Work to be completed: Find every line in the records below that contains the word "child", and copy each of those lines.

Material supplied:
┄┄┄┄┄┄
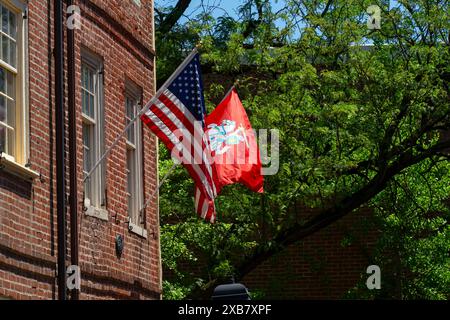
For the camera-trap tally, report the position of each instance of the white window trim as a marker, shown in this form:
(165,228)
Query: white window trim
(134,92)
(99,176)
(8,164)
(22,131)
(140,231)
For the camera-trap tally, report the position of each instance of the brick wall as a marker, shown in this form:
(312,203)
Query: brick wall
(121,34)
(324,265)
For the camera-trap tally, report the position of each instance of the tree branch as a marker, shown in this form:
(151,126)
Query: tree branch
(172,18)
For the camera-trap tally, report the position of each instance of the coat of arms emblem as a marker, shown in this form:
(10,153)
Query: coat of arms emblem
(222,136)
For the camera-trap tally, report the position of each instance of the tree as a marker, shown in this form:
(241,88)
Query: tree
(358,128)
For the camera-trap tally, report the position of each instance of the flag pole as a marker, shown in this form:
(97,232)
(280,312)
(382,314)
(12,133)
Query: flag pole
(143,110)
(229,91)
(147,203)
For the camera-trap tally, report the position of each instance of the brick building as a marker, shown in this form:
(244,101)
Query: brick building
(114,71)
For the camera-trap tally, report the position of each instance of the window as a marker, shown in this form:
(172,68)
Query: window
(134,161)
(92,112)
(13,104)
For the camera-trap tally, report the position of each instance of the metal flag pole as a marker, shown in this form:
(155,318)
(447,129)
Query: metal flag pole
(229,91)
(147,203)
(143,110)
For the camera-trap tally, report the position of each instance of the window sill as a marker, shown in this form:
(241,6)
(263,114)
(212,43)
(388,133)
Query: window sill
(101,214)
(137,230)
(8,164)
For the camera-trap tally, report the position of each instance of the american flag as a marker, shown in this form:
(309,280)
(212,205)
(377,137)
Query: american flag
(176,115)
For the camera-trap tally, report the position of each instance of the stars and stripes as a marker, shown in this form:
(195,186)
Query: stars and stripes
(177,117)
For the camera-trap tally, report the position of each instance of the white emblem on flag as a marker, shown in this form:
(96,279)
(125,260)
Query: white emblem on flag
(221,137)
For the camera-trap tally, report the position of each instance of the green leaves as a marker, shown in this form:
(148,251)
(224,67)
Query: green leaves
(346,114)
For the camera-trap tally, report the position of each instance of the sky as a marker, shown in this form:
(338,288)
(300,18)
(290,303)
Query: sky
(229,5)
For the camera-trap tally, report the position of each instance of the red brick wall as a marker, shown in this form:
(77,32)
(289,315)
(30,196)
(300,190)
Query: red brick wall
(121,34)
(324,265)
┄┄┄┄┄┄
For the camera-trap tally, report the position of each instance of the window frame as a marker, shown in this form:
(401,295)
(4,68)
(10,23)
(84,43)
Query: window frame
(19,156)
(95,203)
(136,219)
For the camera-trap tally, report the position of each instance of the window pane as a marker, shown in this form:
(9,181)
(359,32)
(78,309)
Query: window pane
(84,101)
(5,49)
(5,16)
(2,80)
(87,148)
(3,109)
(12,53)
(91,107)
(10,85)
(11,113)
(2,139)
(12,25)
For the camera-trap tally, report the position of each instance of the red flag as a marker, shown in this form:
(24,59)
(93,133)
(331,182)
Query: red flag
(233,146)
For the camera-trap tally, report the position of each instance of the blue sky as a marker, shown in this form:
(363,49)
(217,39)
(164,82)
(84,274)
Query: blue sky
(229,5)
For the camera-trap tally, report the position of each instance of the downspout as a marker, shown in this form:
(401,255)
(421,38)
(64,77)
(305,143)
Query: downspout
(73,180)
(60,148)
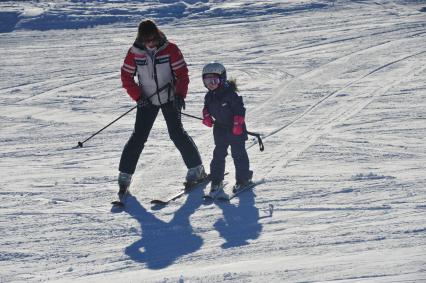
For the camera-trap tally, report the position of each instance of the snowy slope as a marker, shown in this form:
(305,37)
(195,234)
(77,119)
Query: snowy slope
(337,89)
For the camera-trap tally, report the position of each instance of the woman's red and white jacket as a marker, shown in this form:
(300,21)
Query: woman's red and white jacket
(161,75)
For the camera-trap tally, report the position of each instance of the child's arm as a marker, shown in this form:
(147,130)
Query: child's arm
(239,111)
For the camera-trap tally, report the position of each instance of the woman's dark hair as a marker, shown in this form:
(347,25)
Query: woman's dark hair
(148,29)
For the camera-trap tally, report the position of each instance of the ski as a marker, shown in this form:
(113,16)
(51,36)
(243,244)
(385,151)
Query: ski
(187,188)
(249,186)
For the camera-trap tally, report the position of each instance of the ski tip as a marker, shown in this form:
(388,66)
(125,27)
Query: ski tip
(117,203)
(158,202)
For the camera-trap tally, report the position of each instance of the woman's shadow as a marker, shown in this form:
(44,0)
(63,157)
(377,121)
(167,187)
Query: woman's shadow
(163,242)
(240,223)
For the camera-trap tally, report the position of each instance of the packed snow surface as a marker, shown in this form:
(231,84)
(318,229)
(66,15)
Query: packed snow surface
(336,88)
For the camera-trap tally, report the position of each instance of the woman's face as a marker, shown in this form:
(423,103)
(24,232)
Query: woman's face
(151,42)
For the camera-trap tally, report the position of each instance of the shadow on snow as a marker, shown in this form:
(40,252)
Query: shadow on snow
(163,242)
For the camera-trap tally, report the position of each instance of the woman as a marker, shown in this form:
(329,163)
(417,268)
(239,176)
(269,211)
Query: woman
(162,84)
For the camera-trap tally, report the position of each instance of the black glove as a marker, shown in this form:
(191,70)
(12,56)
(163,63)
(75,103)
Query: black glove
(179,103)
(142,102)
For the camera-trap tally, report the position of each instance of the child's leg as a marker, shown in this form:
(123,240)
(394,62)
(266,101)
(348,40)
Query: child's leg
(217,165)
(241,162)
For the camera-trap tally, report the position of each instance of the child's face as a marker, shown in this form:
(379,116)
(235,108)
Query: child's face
┄┄┄┄┄┄
Solution to this task:
For the camera-trap tally, report the position of each instance of the child's arm as a marker, shown in this form:
Query: child's arm
For the camera-trap tally, report the position of each instance of the child's leg as a marker, shown in this form:
Query: child's leg
For the camera-trap tally, report the position of each instance of the child's face as a marker, shown in this form:
Query: child's face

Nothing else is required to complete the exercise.